● What needs to be done:
Recast the lines of the material below as a numbered list, from the line containing "trunk in the photo above." through the last line of the material, both ends included. Leave out any blank lines, and list nothing else.

● Data extract:
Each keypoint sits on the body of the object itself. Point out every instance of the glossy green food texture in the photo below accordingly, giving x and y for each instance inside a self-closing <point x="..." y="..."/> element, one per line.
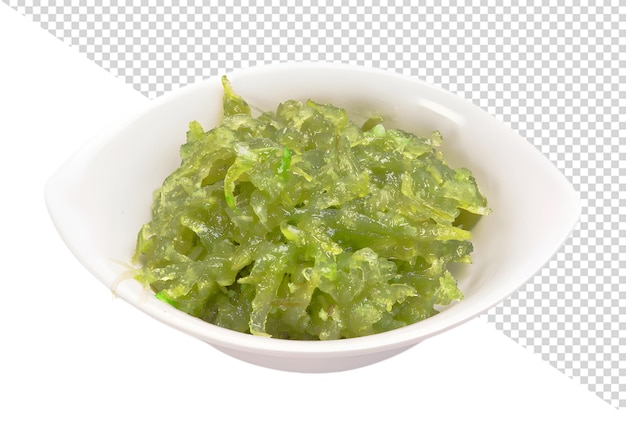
<point x="300" y="224"/>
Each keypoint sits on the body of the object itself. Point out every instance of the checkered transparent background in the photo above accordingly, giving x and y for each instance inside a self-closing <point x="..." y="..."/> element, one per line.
<point x="553" y="72"/>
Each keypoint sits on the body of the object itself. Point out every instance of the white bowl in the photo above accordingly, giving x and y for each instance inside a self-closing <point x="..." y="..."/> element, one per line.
<point x="99" y="199"/>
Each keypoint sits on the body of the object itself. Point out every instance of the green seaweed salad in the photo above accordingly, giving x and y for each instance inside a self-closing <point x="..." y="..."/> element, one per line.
<point x="300" y="224"/>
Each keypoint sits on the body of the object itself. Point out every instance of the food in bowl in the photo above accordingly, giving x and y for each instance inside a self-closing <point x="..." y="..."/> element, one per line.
<point x="301" y="224"/>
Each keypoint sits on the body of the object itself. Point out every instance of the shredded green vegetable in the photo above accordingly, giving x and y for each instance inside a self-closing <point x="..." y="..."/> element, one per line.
<point x="300" y="224"/>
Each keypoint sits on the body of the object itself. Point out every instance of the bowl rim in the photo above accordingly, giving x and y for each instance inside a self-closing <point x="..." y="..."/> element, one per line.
<point x="223" y="337"/>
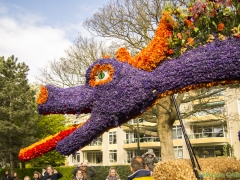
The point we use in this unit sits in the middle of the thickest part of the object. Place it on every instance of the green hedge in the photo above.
(102, 172)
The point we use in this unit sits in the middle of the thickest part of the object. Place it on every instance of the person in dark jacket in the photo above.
(150, 158)
(88, 172)
(138, 168)
(79, 175)
(52, 174)
(6, 176)
(113, 175)
(37, 176)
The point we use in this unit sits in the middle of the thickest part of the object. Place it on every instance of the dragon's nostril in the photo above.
(43, 95)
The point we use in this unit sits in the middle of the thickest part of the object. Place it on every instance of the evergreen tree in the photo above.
(18, 116)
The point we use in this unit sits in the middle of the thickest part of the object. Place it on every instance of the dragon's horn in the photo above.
(156, 51)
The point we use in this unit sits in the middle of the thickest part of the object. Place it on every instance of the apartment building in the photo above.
(206, 132)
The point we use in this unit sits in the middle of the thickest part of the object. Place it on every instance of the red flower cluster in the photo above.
(45, 145)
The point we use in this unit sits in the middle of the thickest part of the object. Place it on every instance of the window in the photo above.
(130, 155)
(94, 157)
(178, 152)
(130, 137)
(76, 158)
(208, 131)
(177, 132)
(112, 156)
(112, 137)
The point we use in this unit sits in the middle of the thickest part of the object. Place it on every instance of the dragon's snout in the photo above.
(43, 95)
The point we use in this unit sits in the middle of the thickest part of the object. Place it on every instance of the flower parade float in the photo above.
(195, 47)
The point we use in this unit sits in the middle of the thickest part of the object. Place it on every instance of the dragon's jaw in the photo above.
(132, 91)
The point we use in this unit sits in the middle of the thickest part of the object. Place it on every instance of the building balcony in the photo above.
(145, 142)
(206, 138)
(94, 145)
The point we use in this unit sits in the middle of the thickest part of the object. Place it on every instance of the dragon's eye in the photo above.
(101, 74)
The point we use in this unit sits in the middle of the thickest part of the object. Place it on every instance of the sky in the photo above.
(39, 31)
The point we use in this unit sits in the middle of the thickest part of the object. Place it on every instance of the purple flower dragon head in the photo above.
(129, 91)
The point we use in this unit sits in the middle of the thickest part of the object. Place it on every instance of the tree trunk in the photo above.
(166, 116)
(165, 136)
(11, 164)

● Finished exercise:
1. The point we use in this unit sits in the middle of the thickest part of the object. Place it on every instance of the tree trunk in the photo above.
2. (166, 116)
3. (165, 136)
4. (11, 164)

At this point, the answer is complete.